What you should do: Rewrite the entries below, replacing "point out" with "locate" and leaving everything else unchanged.

Records provided:
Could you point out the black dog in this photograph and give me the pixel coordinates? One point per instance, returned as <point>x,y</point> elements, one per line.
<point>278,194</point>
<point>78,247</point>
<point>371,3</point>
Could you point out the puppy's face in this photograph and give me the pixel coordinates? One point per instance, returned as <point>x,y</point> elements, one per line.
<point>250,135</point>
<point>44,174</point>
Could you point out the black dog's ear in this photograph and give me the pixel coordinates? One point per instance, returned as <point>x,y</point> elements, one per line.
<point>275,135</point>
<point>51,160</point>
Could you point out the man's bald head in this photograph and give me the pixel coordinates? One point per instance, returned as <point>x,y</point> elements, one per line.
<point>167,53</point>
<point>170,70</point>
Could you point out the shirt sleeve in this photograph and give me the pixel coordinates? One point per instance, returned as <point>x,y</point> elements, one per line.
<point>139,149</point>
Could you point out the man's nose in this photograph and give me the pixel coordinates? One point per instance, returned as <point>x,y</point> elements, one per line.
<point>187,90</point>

Written response:
Could you locate the black dog in this photograph and give me the pixel coordinates? One point per instance, returned as <point>x,y</point> elements, one per line.
<point>278,194</point>
<point>78,247</point>
<point>371,3</point>
Could you locate the puppy's face in this photograph and give me the pixel coordinates? One point per instance, returned as <point>x,y</point> elements, one per line.
<point>250,135</point>
<point>44,174</point>
Could you locate the black dog's ear in this photograph and give me the pixel coordinates? One point per instance, returned as <point>x,y</point> elements, one per line.
<point>275,135</point>
<point>51,160</point>
Could you locate the man's bald head in this photograph and give me the pixel coordinates? One point per instance, returned as <point>x,y</point> elements, one per line.
<point>167,53</point>
<point>170,70</point>
Could you locate the shirt sleeve in this photograph and give me the pixel coordinates? One point per instance, returned as <point>x,y</point> elements, one per line.
<point>139,149</point>
Could you locate the man's nose in this photograph and give me the pixel coordinates? One point per instance, returned as <point>x,y</point> elements, one per line.
<point>187,90</point>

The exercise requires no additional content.